TEXTAUSZUG =
------
Man kann gewiss davon ausgehen, dass mit den kapitalistischen Globalisierungsprozessen
die Souveränität der Nationalstaaten zerfällt, obwohl
diese immer noch eine bedeutende Rolle spielen. Die grundlegenden
Momente der Produktion und Zirkulation - also in der Terminologie
der politischen Ökonomie Geld, Technologie, Menschen und Güter
-diese Faktoren bewegen sich zunehmend über nationalstaatliche
Grenzen hinweg. Nationalstaaten besitzen immer weniger die Macht,
diese Ströme zu lenken und sich gegenüber der Ökonomie
durchzusetzen. Selbst die führenden Nationalstaaten sollte
man sich nicht als höchste und souveräne Autoritäten
vorstellen. Weder innerhalb noch außerhalb ihrer Grenzen.
------
DATEN =

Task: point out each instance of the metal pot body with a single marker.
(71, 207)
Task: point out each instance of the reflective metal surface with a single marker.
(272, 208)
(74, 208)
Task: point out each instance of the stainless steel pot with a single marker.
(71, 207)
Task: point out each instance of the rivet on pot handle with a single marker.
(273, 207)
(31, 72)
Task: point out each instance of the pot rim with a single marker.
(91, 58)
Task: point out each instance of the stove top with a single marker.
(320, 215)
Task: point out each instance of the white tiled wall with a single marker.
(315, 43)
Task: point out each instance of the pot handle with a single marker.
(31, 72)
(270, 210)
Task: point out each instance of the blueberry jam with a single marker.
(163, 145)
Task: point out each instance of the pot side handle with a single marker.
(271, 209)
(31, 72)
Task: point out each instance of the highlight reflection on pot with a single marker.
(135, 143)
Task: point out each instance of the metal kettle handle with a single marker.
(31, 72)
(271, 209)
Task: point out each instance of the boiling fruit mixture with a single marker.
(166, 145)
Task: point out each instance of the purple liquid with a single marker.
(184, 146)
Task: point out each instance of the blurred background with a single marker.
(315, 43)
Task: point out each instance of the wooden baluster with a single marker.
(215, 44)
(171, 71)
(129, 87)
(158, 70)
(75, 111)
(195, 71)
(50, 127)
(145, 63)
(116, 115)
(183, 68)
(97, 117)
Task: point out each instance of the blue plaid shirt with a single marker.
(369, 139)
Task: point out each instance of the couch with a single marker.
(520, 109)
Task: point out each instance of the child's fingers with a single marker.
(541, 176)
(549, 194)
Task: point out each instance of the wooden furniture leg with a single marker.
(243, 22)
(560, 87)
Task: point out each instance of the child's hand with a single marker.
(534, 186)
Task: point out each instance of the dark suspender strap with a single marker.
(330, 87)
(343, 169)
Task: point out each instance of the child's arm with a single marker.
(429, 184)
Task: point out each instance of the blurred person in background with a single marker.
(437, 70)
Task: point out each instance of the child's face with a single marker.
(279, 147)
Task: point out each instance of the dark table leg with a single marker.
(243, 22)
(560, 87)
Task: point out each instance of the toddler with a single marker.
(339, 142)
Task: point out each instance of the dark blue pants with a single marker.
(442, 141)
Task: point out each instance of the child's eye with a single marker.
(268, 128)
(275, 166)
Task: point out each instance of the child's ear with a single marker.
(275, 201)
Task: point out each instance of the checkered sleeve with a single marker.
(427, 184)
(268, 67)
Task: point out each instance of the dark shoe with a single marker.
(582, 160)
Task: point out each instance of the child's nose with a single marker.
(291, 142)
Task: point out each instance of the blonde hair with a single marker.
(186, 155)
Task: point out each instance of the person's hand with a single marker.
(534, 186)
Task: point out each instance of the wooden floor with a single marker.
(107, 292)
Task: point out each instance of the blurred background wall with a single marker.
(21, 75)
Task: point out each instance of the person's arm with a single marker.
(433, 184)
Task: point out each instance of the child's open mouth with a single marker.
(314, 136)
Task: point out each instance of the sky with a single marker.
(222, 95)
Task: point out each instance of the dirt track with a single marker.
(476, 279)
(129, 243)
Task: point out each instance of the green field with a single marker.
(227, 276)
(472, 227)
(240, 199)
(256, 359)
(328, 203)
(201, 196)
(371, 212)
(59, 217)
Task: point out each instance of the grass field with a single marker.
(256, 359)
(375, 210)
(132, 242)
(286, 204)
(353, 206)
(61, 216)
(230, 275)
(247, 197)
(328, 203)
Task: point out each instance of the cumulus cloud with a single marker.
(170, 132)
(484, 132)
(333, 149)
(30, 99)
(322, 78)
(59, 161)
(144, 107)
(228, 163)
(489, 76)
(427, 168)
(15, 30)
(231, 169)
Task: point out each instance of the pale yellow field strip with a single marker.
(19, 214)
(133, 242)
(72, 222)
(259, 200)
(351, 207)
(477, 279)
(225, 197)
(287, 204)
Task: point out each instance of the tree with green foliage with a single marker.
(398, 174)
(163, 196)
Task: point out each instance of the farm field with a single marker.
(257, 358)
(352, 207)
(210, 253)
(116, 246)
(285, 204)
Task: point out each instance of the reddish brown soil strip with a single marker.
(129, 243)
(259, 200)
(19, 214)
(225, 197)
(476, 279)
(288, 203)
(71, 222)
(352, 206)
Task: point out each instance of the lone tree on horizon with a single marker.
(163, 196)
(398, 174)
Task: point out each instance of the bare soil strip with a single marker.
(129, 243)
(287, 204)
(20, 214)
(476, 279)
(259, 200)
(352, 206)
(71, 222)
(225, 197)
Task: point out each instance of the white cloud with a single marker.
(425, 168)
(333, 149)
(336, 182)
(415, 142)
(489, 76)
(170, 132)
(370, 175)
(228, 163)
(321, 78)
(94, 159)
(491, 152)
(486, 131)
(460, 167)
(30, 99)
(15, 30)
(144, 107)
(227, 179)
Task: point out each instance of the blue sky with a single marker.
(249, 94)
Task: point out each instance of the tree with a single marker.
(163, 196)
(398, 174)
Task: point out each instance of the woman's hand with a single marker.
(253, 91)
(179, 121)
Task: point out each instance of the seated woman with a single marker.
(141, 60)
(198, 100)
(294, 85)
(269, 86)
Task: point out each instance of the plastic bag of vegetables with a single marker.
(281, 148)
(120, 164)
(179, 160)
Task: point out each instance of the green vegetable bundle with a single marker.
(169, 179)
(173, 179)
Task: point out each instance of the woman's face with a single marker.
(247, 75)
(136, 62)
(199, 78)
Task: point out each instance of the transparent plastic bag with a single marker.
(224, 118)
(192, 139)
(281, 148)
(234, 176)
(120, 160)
------
AUFGABEN =
(a) Welche vier Faktoren nennt der Textauszug als grundlegende Momente der Produktion und Zirkulation?
(b) Schreiben Sie den Textauszug von „Man kann gewiss“ bis „außerhalb ihrer Grenzen.“ wörtlich ab.

LÖSUNGEN =
(a) Geld, Technologie, Menschen und Güter.

(b)
Man kann gewiss davon ausgehen, dass mit den kapitalistischen Globalisierungsprozessen
die Souveränität der Nationalstaaten zerfällt, obwohl
diese immer noch eine bedeutende Rolle spielen. Die grundlegenden
Momente der Produktion und Zirkulation - also in der Terminologie
der politischen Ökonomie Geld, Technologie, Menschen und Güter
-diese Faktoren bewegen sich zunehmend über nationalstaatliche
Grenzen hinweg. Nationalstaaten besitzen immer weniger die Macht,
diese Ströme zu lenken und sich gegenüber der Ökonomie
durchzusetzen. Selbst die führenden Nationalstaaten sollte
man sich nicht als höchste und souveräne Autoritäten
vorstellen. Weder innerhalb noch außerhalb ihrer Grenzen.